▶ [Instruction 1] In the report on China's "eight socialist honours," what does President Hu Jintao say is the only way to stop the rot?

BEIJING - China's new "eight socialist honours" are unambiguous and fiercely patriotic:
Love the Motherland.
Serve the People.
Be united.
Struggle hard.
Work hard.
Advocate science.
Be honest.
Obey the law.
The eight principles are part of President Hu Jintao's efforts to combat eight pernicious "disgraces" he sees creeping into Chinese society.
The only way to stop the rot is for the masses to learn a "socialist sense of honour and shame".
This weekend the campaign hit the streets of China's cities and towns and cadres were out in force, offering tutorials in virtue - obeying the law, protecting trees and cleaning up dog droppings.
There were volunteers offering free health check-ups and advice on traffic etiquette.
In a real sign that China has changed during the more than 25 years of economic growth, other enthusiastic apostles of the eight honours were offering to string badminton rackets, fix cigarette lighters or clean jewellery in parks around the city.

▶ [Instruction 2] Rewrite the records from the line with "target: <item>tile backsplash</item>" up to and including the last line of the records, keeping every request and format sample unchanged. In the answers only, multiply each number (the path coordinates and the viewBox dimensions) by 1.45 and round to a whole number, with halves rounded up.

▶ [Material supplied]
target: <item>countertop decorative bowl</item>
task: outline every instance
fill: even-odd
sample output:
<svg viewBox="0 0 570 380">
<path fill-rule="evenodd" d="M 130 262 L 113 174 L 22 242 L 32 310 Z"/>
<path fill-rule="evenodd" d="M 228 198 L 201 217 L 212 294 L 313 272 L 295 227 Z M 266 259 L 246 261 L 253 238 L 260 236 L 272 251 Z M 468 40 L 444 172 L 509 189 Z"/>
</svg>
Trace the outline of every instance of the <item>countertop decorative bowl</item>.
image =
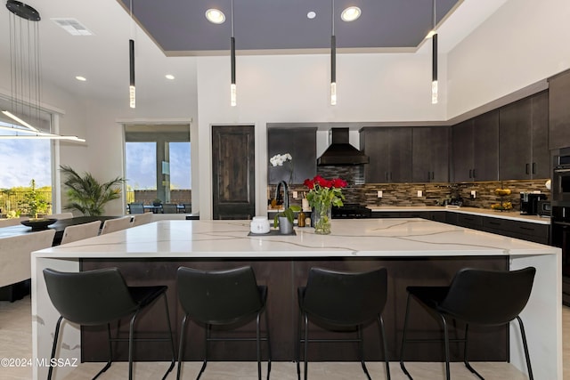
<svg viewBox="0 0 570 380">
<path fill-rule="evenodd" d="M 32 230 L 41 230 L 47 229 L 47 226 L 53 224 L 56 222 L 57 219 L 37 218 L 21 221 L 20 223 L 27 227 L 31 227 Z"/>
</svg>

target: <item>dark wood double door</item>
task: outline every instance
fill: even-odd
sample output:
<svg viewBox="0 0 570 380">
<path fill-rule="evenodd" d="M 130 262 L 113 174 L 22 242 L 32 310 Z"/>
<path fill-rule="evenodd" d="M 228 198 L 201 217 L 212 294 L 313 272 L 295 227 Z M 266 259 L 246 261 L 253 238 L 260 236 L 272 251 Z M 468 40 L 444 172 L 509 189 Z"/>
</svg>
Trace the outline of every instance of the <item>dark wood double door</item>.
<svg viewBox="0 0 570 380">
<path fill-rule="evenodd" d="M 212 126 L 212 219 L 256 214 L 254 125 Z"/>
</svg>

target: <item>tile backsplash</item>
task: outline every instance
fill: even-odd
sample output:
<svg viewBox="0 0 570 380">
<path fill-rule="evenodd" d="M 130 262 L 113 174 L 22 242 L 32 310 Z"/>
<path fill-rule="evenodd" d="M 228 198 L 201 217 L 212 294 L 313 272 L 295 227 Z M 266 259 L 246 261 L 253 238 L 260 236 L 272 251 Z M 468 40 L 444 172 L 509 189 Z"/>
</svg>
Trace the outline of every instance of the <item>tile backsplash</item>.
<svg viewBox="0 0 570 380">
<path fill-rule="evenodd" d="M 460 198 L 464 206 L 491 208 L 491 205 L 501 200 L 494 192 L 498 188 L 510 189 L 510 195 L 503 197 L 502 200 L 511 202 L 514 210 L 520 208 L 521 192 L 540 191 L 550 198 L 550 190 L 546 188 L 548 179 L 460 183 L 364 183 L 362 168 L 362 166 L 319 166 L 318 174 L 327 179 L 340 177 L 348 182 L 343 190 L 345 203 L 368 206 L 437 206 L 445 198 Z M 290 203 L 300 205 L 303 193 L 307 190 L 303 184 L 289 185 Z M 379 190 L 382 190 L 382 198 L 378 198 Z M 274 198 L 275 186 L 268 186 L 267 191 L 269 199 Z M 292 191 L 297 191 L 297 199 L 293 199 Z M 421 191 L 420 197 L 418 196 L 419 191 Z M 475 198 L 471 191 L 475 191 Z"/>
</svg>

▶ [Result 1] The masses must learn a "socialist sense of honour and shame."

▶ [Result 2]
target: <item>tile backsplash</item>
task: outline every instance
fill: even-odd
sample output:
<svg viewBox="0 0 570 380">
<path fill-rule="evenodd" d="M 130 262 L 113 174 L 22 242 L 32 310 Z"/>
<path fill-rule="evenodd" d="M 228 198 L 201 217 L 212 294 L 313 272 L 295 227 Z M 266 259 L 246 261 L 253 238 L 260 236 L 272 251 Z M 468 40 L 444 172 L 509 189 Z"/>
</svg>
Trace the outline of every instance of the <item>tile backsplash</item>.
<svg viewBox="0 0 827 551">
<path fill-rule="evenodd" d="M 667 287 L 673 299 L 712 302 L 712 297 L 726 290 L 716 278 L 722 273 L 740 274 L 740 283 L 729 286 L 728 290 L 741 293 L 745 305 L 754 302 L 755 278 L 783 277 L 798 287 L 798 276 L 792 273 L 795 260 L 667 265 L 528 265 L 525 244 L 525 241 L 463 241 L 461 252 L 474 260 L 493 257 L 505 264 L 497 276 L 500 294 L 534 299 L 634 299 L 645 287 Z M 421 294 L 435 297 L 439 280 L 445 276 L 439 267 L 419 268 Z M 550 276 L 554 276 L 554 287 L 548 287 Z M 397 287 L 399 270 L 389 270 L 387 277 L 390 289 Z M 423 277 L 431 277 L 431 289 L 425 289 Z M 610 277 L 609 286 L 606 284 L 608 277 Z M 689 287 L 683 277 L 689 277 Z"/>
</svg>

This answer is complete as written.